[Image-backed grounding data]
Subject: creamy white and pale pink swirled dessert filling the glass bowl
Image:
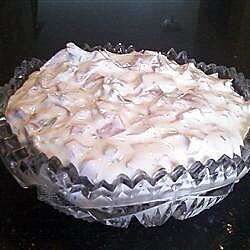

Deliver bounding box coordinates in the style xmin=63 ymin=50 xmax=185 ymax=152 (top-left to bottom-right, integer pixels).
xmin=6 ymin=43 xmax=250 ymax=181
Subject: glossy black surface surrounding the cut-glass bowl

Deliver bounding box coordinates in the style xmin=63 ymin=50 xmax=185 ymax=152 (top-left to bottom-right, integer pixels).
xmin=0 ymin=0 xmax=250 ymax=250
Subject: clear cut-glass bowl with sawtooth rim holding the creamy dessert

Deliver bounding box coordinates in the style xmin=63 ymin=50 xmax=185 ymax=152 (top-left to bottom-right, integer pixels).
xmin=0 ymin=43 xmax=250 ymax=227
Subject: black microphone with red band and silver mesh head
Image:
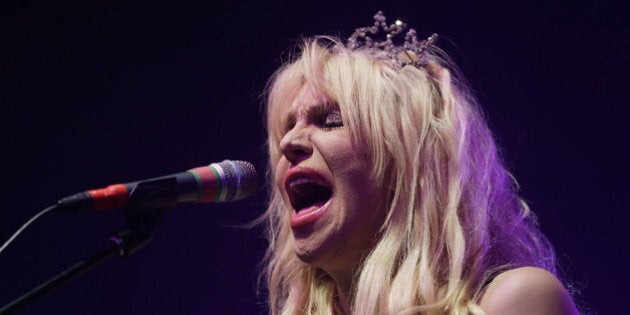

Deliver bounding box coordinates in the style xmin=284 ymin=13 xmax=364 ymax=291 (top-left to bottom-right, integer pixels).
xmin=57 ymin=160 xmax=258 ymax=211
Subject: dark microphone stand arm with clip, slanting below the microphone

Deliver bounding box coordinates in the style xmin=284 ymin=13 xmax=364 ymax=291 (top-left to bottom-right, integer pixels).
xmin=0 ymin=209 xmax=164 ymax=315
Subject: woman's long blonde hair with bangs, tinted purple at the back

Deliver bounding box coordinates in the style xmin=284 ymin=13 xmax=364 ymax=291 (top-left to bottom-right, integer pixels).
xmin=264 ymin=37 xmax=555 ymax=314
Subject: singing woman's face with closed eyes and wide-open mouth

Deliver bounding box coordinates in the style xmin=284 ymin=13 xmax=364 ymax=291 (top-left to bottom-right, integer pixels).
xmin=275 ymin=84 xmax=384 ymax=272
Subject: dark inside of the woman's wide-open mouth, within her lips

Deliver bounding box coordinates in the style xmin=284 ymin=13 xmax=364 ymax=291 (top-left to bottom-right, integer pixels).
xmin=286 ymin=177 xmax=332 ymax=213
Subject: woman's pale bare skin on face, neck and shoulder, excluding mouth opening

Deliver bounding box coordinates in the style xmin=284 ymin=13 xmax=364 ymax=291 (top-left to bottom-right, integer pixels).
xmin=276 ymin=84 xmax=578 ymax=315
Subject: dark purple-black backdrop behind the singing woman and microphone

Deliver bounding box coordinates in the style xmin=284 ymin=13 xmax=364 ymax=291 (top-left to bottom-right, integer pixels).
xmin=0 ymin=0 xmax=630 ymax=314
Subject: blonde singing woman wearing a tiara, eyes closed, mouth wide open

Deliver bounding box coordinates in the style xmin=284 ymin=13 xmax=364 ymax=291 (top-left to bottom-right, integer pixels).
xmin=265 ymin=12 xmax=576 ymax=314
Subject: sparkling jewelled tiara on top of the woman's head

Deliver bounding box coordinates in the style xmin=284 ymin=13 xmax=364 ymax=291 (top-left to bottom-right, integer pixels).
xmin=346 ymin=11 xmax=438 ymax=68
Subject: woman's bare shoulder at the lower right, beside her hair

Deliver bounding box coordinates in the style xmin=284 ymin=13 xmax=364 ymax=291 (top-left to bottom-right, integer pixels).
xmin=480 ymin=267 xmax=579 ymax=315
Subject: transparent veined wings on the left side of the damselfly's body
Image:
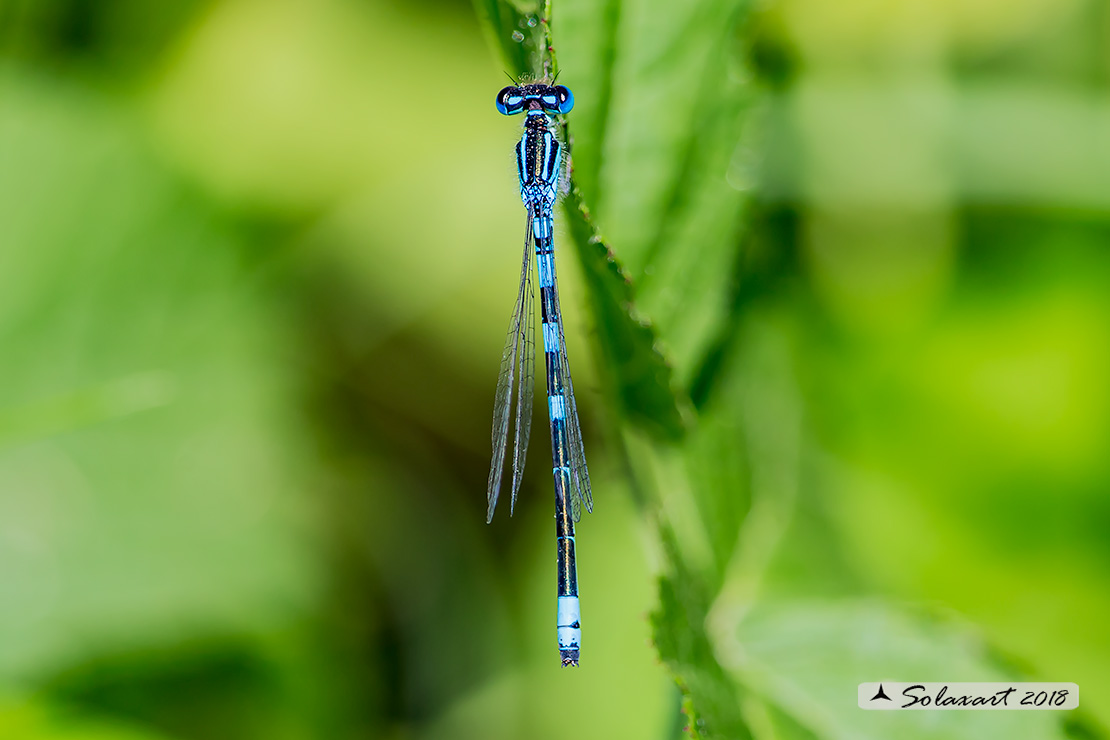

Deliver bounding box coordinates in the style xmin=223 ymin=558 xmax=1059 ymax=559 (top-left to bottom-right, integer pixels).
xmin=486 ymin=219 xmax=536 ymax=524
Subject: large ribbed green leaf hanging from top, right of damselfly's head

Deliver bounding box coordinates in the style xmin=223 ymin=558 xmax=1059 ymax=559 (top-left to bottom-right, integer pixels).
xmin=552 ymin=0 xmax=758 ymax=388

Exercise directions » Where pictures sit among the data above, omit them, and output the rest exactly.

Your response »
Subject: creamy white and pale pink swirled dessert filling the glass bowl
Image:

Deliver bounding box coordinates in the style xmin=63 ymin=50 xmax=185 ymax=152 (top-left to bottom-right, integer pixels).
xmin=6 ymin=43 xmax=250 ymax=181
Subject: glossy black surface surrounding the cut-glass bowl

Deliver bounding box coordinates in the style xmin=63 ymin=50 xmax=185 ymax=152 (top-left to bottom-right, integer pixels).
xmin=0 ymin=0 xmax=250 ymax=250
Subject: clear cut-glass bowl with sawtooth rim holding the creamy dessert

Deliver bounding box coordinates in the style xmin=63 ymin=50 xmax=185 ymax=152 (top-left to bottom-right, integer pixels).
xmin=0 ymin=43 xmax=250 ymax=227
Subject: black microphone with red band and silver mesh head
Image:

Deliver bounding box coordinates in the style xmin=284 ymin=13 xmax=364 ymax=291 (top-left to bottom-right, integer pixels).
xmin=57 ymin=160 xmax=258 ymax=211
Subject: dark microphone stand arm with clip, slanting below the microphone

Deliver bounding box coordinates in the style xmin=284 ymin=13 xmax=364 ymax=291 (top-left to bottom-right, integer pixels).
xmin=0 ymin=209 xmax=164 ymax=315
Subject: woman's long blonde hair with bangs, tinted purple at the back

Deliver bounding box coordinates in the style xmin=284 ymin=13 xmax=364 ymax=291 (top-left to bottom-right, integer pixels).
xmin=264 ymin=37 xmax=555 ymax=314
Subject: singing woman's face with closed eyes and wide-open mouth

Deliver bounding box coordinates in the style xmin=284 ymin=13 xmax=364 ymax=291 (top-left to bottom-right, integer pixels).
xmin=275 ymin=84 xmax=384 ymax=272
Subject: dark inside of the woman's wide-open mouth, within her lips

Deliver bounding box coordinates in the style xmin=284 ymin=13 xmax=364 ymax=291 (top-left to bottom-right, integer pixels).
xmin=286 ymin=177 xmax=332 ymax=213
Subject: woman's pale bare skin on face, neck and shoulder, excluding mouth opening

Deliver bounding box coordinates in the style xmin=284 ymin=13 xmax=364 ymax=291 (top-left to bottom-right, integer pixels).
xmin=276 ymin=84 xmax=578 ymax=315
Subject: dark purple-black backdrop behind the singing woman and microphone

Deliver bounding box coordinates in the style xmin=284 ymin=13 xmax=364 ymax=291 (top-left to bottom-right, integer pixels).
xmin=0 ymin=0 xmax=630 ymax=314
Subject: blonde singing woman wearing a tiara, eyes closed, mouth wide open

Deliver bounding box coordinates in the style xmin=284 ymin=13 xmax=364 ymax=291 (top-left to bottom-right, integer pixels).
xmin=265 ymin=12 xmax=576 ymax=314
Subject: sparkling jewelled tiara on top of the woman's head

Deliver bounding box coordinates in the style xmin=284 ymin=13 xmax=364 ymax=291 (top-left to bottom-right, integer pixels).
xmin=346 ymin=11 xmax=438 ymax=68
Subject: woman's bare shoulder at the lower right, beside her hair

Deliver bounding box coordinates in the style xmin=284 ymin=13 xmax=364 ymax=291 (top-left to bottom-right, integer pixels).
xmin=480 ymin=267 xmax=579 ymax=315
Subject: transparent veined wings on the left side of the damselfly's body
Image:

Deliver bounding box coordinates in the style xmin=223 ymin=558 xmax=1059 ymax=559 (top-left to bottom-right, integer pixels).
xmin=486 ymin=219 xmax=536 ymax=524
Subject: large ribbed green leaf hanging from top, right of damselfly's head

Deliver bounding box coordinates in the style xmin=223 ymin=558 xmax=1059 ymax=559 (top-left to bottom-right, integer pixels).
xmin=552 ymin=0 xmax=758 ymax=388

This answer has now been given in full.